#### WHAT THE TASK ASKS
Output the records below in full, word for word; pictures do not belong in it.

(Saved data entries)
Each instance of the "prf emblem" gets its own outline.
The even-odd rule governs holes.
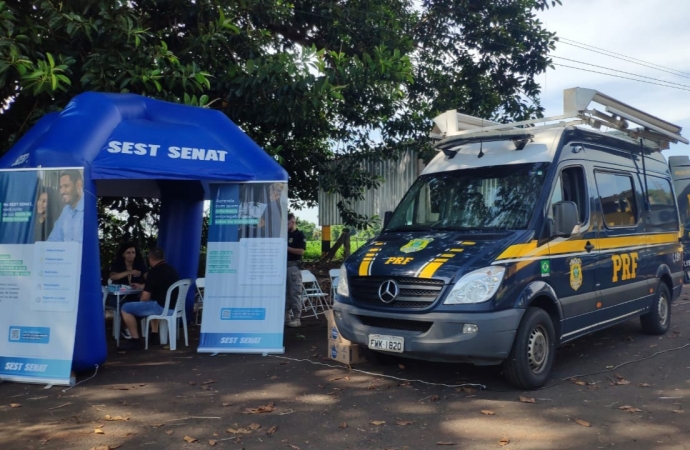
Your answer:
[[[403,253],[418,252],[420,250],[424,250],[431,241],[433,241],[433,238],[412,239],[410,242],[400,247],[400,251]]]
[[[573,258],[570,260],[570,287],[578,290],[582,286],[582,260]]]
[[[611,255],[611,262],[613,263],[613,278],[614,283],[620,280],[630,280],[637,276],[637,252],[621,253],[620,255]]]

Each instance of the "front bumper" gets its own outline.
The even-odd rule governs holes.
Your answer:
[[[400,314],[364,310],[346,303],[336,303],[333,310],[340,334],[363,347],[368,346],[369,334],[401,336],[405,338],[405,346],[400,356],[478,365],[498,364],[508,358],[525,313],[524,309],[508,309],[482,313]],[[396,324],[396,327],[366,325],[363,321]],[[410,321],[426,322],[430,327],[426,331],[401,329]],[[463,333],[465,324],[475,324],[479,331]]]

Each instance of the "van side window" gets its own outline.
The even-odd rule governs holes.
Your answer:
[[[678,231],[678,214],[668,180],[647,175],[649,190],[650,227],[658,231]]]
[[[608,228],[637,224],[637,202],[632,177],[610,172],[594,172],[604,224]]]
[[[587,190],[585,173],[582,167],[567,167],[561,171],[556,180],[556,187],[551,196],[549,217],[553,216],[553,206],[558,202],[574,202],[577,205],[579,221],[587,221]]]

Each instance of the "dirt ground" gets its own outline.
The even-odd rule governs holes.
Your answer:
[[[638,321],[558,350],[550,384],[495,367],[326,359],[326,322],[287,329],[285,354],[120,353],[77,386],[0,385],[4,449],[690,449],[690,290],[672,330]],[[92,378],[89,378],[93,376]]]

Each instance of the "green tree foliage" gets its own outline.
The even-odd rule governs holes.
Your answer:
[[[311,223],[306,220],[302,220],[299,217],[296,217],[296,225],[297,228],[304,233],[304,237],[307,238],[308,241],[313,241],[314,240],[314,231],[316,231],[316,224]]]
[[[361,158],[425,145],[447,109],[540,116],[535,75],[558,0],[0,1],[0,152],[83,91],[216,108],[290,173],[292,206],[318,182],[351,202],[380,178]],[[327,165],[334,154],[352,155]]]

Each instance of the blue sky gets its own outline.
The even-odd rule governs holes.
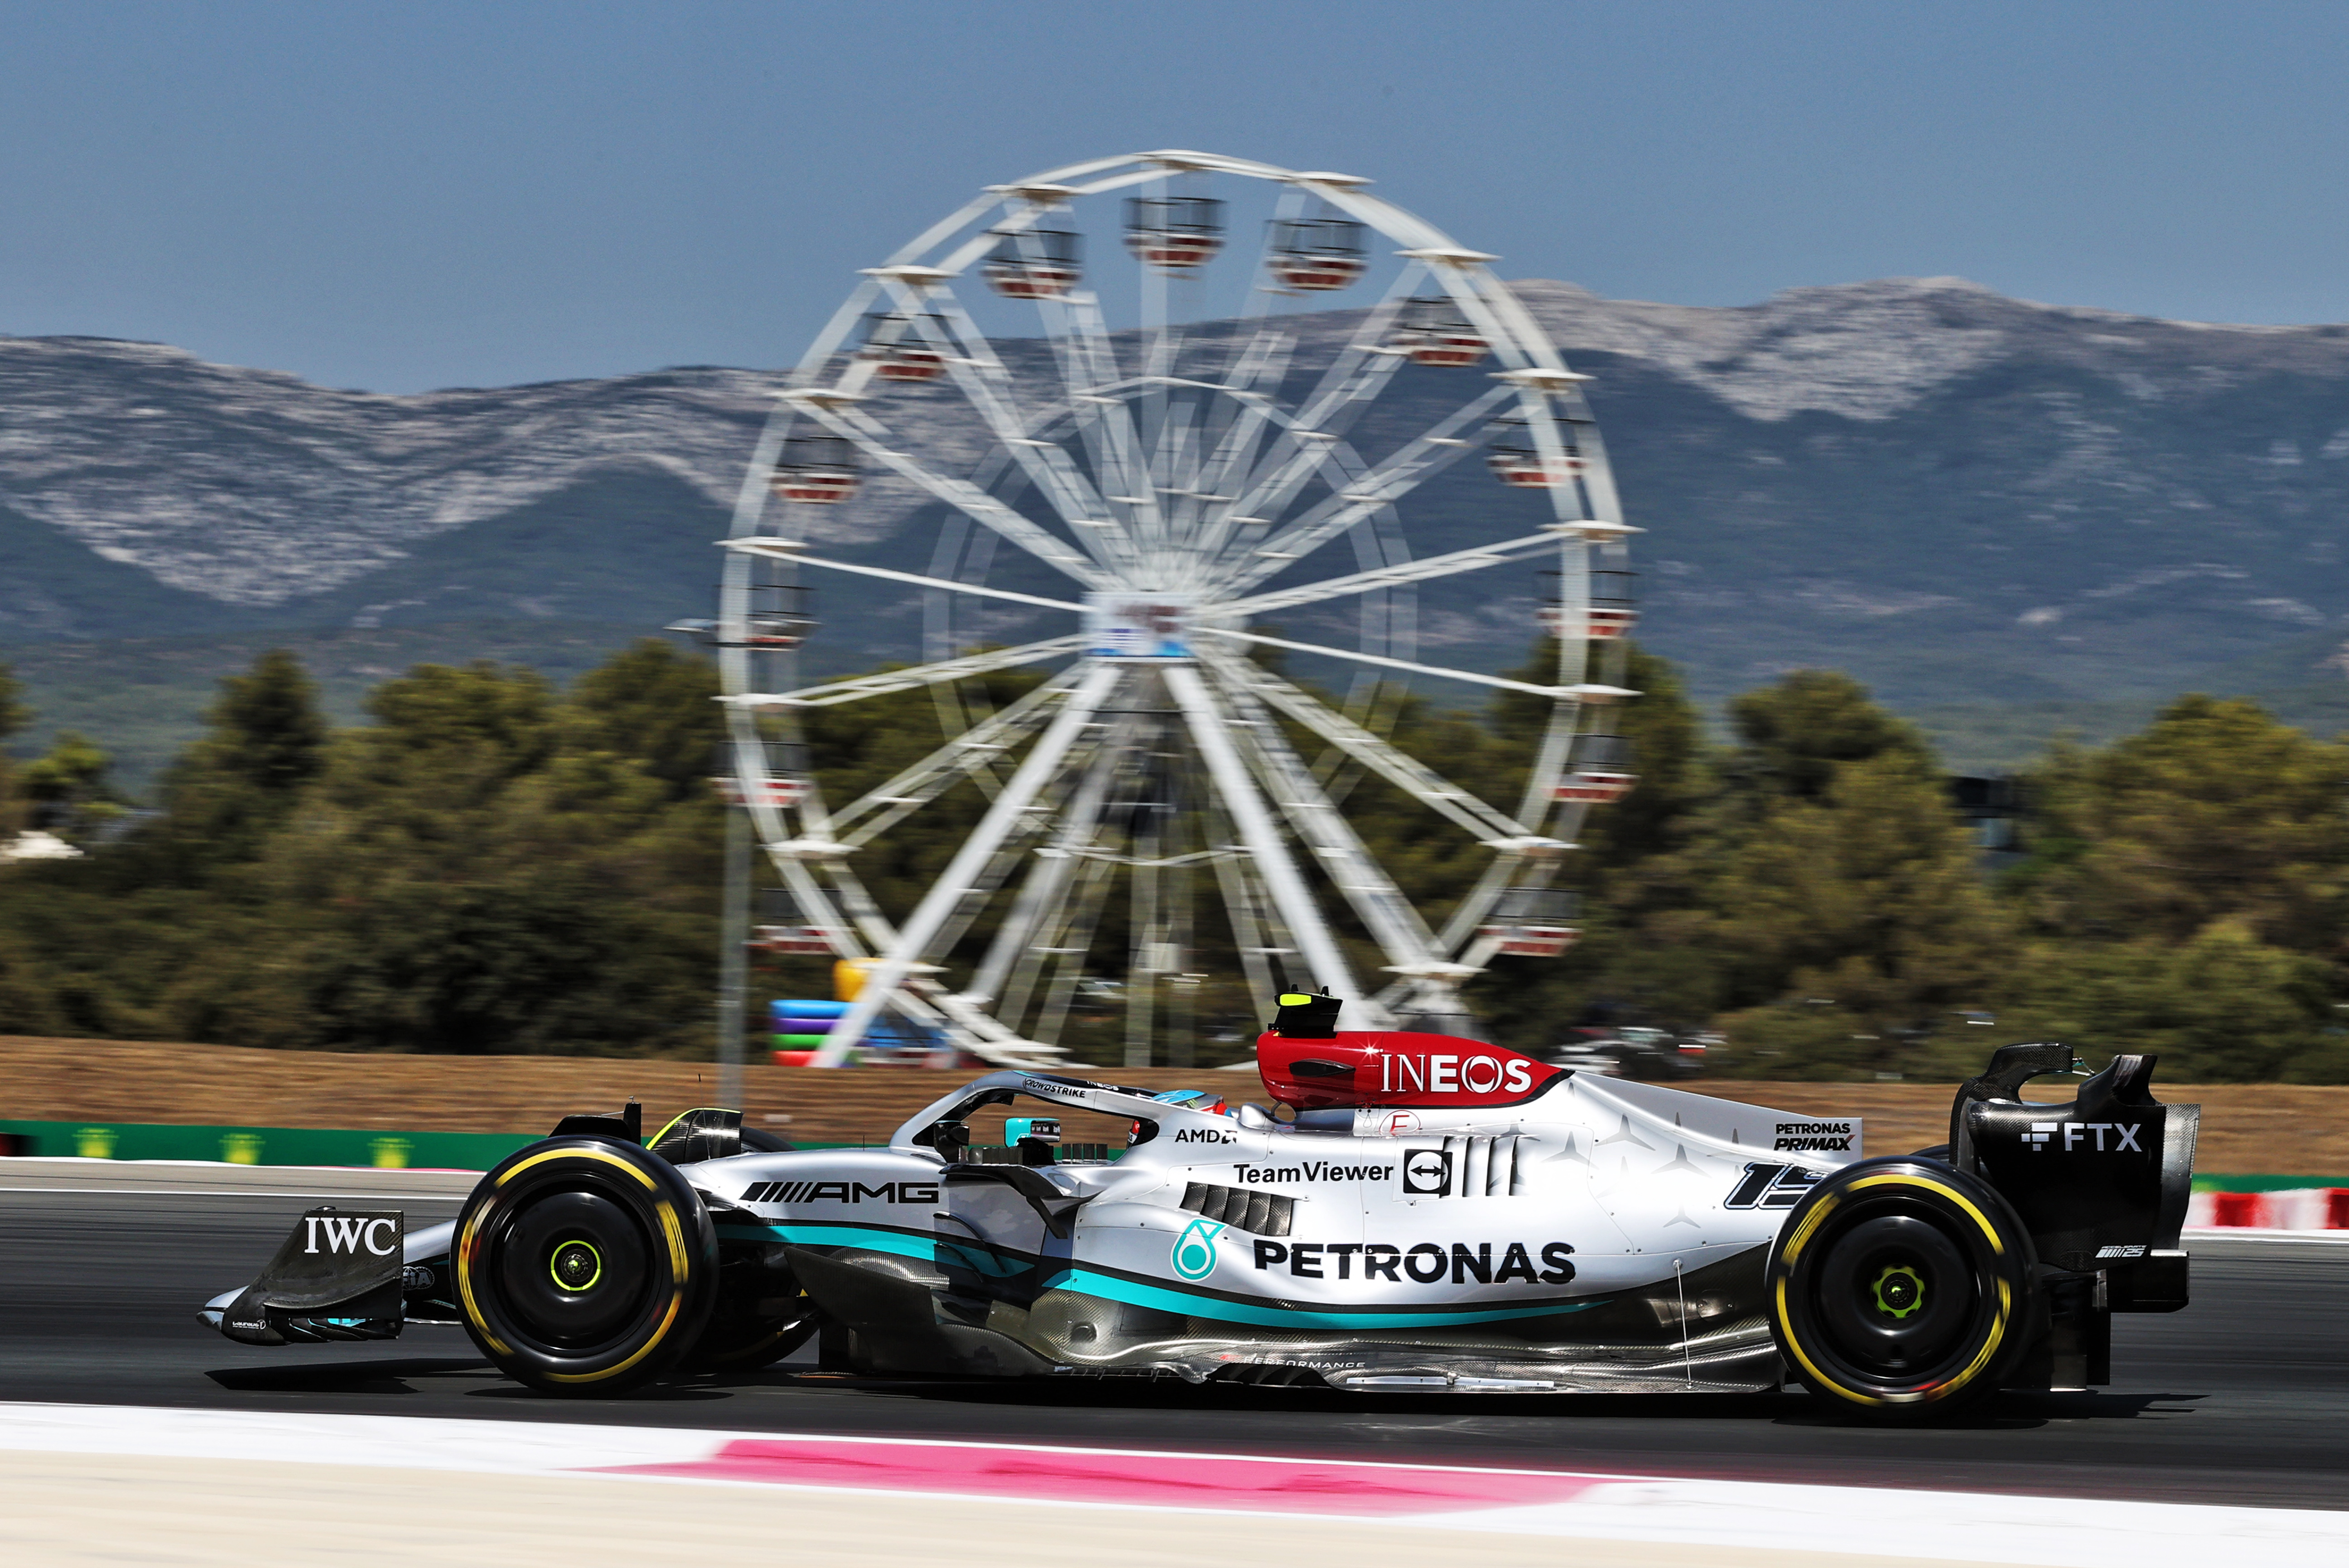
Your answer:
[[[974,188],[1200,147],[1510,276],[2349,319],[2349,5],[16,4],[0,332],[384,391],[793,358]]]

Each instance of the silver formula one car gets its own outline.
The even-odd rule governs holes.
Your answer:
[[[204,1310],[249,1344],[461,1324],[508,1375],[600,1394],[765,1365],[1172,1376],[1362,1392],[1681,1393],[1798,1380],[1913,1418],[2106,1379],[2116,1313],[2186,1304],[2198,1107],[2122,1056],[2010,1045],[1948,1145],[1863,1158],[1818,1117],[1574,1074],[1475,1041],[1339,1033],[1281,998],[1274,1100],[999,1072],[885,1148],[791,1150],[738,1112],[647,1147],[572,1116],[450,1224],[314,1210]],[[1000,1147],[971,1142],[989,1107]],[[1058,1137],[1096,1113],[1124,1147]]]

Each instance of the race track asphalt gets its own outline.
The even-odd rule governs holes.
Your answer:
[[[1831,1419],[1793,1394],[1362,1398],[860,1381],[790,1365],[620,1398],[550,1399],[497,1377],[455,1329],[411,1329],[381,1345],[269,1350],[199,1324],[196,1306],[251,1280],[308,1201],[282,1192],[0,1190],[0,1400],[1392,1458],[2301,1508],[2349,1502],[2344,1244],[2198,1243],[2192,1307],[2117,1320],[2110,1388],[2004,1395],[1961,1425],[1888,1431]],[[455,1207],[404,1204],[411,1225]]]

#### PROBLEM SOLUTION
Each instance of the "prf emblem" gets its own outline.
The even-odd rule governs holes.
Your answer:
[[[403,253],[418,252],[420,250],[424,250],[431,241],[433,241],[433,238],[412,239],[410,242],[400,247],[400,251]]]
[[[573,258],[570,260],[570,287],[578,290],[582,286],[582,260]]]
[[[611,255],[611,262],[613,263],[613,278],[614,283],[620,280],[630,280],[637,276],[637,252],[621,253],[620,255]]]

Each instance of the "front bumper" gets its own outline.
The even-odd rule governs holes.
Your answer:
[[[400,314],[364,310],[346,303],[336,303],[333,310],[340,334],[363,347],[368,346],[369,334],[401,336],[405,338],[405,346],[400,356],[478,365],[498,364],[508,358],[525,313],[524,309],[508,309],[482,313]],[[396,324],[396,327],[366,325],[363,321]],[[410,321],[426,322],[430,327],[426,331],[401,329]],[[463,333],[465,324],[475,324],[479,331]]]

Each instance of the "van side window" gets its own outline.
The even-odd rule governs holes.
Your answer:
[[[678,231],[678,214],[668,180],[647,175],[649,190],[650,227],[658,231]]]
[[[608,228],[637,224],[637,202],[632,177],[610,172],[594,172],[604,224]]]
[[[587,190],[585,173],[582,167],[567,167],[561,171],[556,180],[556,187],[551,196],[549,217],[553,216],[553,206],[558,202],[574,202],[577,205],[579,221],[587,221]]]

Each instance of the "dirt ground" gets its own outline.
The even-odd rule governs holes.
Your answer:
[[[638,321],[558,350],[550,384],[495,367],[326,359],[326,322],[287,329],[285,354],[120,353],[77,386],[0,385],[4,449],[690,449],[690,290],[672,330]],[[92,378],[89,378],[93,376]]]

Each instance of the "green tree foliage" gets its own outline.
The even-odd rule governs holes.
Your answer:
[[[311,223],[306,220],[302,220],[299,217],[296,217],[296,225],[297,228],[304,233],[304,237],[307,238],[308,241],[313,241],[314,240],[314,231],[316,231],[316,224]]]
[[[361,158],[425,145],[447,109],[540,116],[535,75],[558,0],[0,1],[0,152],[83,91],[216,108],[290,173],[292,206],[318,182],[351,202],[380,178]],[[327,165],[334,154],[352,155]]]

Each instance of the blue sky gets its own outline.
The even-odd rule governs holes.
Your answer:
[[[974,188],[1200,147],[1510,276],[2349,319],[2349,5],[16,4],[0,332],[384,391],[793,358]]]

Each instance of the silver formula one car gets its own outline.
The even-odd rule governs holes.
Your answer:
[[[204,1310],[249,1344],[461,1324],[508,1375],[600,1394],[765,1365],[1172,1376],[1362,1392],[1681,1393],[1798,1380],[1913,1418],[2106,1379],[2116,1313],[2186,1304],[2198,1107],[2122,1056],[2010,1045],[1948,1145],[1863,1158],[1818,1117],[1574,1074],[1475,1041],[1339,1033],[1281,998],[1274,1100],[999,1072],[885,1148],[791,1150],[738,1112],[647,1147],[572,1116],[450,1224],[314,1210]],[[1000,1147],[971,1142],[989,1107]],[[1058,1137],[1096,1113],[1124,1147]]]

Each instance of the race track asphalt gets its own outline.
The even-odd rule governs holes.
Your answer:
[[[1831,1419],[1793,1394],[1362,1398],[860,1381],[790,1365],[620,1398],[550,1399],[497,1377],[455,1329],[411,1329],[381,1345],[269,1350],[199,1324],[196,1306],[251,1280],[308,1201],[282,1192],[0,1190],[0,1400],[1392,1458],[2301,1508],[2349,1502],[2344,1244],[2198,1243],[2192,1307],[2117,1320],[2110,1388],[2004,1395],[1961,1425],[1888,1431]],[[455,1207],[404,1204],[411,1225]]]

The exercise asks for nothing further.